● **Фрагмент текста**:
++++++++
Бережливость, аккуратность, расчетливость, педантичная чистота — все это неплохие черты, присущие многим немцам. Приложенные к сельскому хозяйству, к промышленности, они дают свои плоды. Гитлеризм приложил эти черты к преступлению против человечества, и рейхс СС действовал в польском трудовом лагере так, словно речь шла о разведении цветной капусты или картофеля.

Площадь лагеря нарезана ровными прямоугольниками, бараки выстроились под линеечку, дорожки обсажены березками, посыпаны песочком. Были устроены бетонированные бассейны для домашней водоплавающей птицы, бассейны для стирки белья с удобными ступенями, службы для немецкого персонала — образцовая пекарня, парикмахерская, гараж, бензоколонка со стеклянным шаром, склады. Примерно по такому же принципу, с садиками, питьевыми колонками, бетонированными дорогами, был устроен и люблинский лагерь на Майданеке, по такому же принципу устраивались в Восточной Польше десятки других трудовых лагерей, где гестапо и СС полагали осесть всерьез и надолго. В устройстве этих лагерей отразились черты немецкой аккуратности, мелочной расчетливости, педантичной тяги к порядку, немецкая любовь к расписанию, к схеме, разработанной до малейших мелочей и деталей.
++++++++
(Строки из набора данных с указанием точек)
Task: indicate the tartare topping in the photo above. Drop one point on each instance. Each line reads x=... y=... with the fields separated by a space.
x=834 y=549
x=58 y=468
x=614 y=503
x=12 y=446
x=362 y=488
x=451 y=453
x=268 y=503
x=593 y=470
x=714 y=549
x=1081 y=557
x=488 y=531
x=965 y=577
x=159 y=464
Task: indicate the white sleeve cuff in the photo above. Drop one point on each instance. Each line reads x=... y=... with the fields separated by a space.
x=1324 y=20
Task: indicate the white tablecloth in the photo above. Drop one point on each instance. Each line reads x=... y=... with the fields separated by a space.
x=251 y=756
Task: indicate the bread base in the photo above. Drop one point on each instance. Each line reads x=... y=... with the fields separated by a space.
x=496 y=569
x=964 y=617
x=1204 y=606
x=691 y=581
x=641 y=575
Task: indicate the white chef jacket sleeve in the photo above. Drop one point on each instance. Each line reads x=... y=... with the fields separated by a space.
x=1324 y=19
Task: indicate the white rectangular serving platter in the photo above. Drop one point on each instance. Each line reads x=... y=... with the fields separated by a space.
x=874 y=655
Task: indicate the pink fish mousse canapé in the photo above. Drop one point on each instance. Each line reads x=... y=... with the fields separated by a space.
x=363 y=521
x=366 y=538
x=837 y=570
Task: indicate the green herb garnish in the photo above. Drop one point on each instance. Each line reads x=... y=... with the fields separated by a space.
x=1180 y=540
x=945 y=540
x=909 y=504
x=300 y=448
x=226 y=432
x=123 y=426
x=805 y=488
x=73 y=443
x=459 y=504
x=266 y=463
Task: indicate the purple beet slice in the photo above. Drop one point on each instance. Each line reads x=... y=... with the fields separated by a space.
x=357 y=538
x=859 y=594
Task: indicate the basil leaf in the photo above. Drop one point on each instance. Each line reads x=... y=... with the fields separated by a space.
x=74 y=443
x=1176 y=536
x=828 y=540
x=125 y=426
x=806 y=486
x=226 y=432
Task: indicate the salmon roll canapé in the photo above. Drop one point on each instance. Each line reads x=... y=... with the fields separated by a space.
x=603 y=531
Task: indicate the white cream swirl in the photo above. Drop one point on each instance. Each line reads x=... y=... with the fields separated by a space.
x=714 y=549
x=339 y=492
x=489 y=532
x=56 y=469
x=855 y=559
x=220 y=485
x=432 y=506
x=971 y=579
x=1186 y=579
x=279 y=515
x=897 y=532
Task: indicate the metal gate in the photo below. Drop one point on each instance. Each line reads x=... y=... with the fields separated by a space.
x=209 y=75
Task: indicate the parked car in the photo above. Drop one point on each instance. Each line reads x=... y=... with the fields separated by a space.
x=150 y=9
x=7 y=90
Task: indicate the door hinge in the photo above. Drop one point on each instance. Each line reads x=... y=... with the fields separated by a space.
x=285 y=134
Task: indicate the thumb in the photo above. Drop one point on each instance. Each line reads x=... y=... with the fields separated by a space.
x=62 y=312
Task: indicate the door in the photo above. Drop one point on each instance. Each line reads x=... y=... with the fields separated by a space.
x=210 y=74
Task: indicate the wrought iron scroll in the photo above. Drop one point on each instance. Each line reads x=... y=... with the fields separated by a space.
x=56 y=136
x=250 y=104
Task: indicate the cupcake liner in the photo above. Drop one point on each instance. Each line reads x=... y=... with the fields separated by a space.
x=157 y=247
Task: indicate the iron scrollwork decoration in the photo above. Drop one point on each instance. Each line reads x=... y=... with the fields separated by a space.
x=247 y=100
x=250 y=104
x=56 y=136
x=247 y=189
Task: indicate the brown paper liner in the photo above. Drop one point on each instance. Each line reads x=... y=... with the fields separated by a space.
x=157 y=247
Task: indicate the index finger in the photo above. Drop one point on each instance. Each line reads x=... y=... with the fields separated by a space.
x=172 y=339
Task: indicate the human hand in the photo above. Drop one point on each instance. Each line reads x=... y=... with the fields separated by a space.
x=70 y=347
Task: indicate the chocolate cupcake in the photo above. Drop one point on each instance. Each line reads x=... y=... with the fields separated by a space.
++++++++
● **Поставленная задача**:
Выведите приведенный выше фрагмент о польском трудовом лагере полностью и без единого изменения.

● **Полный ответ**:
Бережливость, аккуратность, расчетливость, педантичная чистота — все это неплохие черты, присущие многим немцам. Приложенные к сельскому хозяйству, к промышленности, они дают свои плоды. Гитлеризм приложил эти черты к преступлению против человечества, и рейхс СС действовал в польском трудовом лагере так, словно речь шла о разведении цветной капусты или картофеля.

Площадь лагеря нарезана ровными прямоугольниками, бараки выстроились под линеечку, дорожки обсажены березками, посыпаны песочком. Были устроены бетонированные бассейны для домашней водоплавающей птицы, бассейны для стирки белья с удобными ступенями, службы для немецкого персонала — образцовая пекарня, парикмахерская, гараж, бензоколонка со стеклянным шаром, склады. Примерно по такому же принципу, с садиками, питьевыми колонками, бетонированными дорогами, был устроен и люблинский лагерь на Майданеке, по такому же принципу устраивались в Восточной Польше десятки других трудовых лагерей, где гестапо и СС полагали осесть всерьез и надолго. В устройстве этих лагерей отразились черты немецкой аккуратности, мелочной расчетливости, педантичной тяги к порядку, немецкая любовь к расписанию, к схеме, разработанной до малейших мелочей и деталей.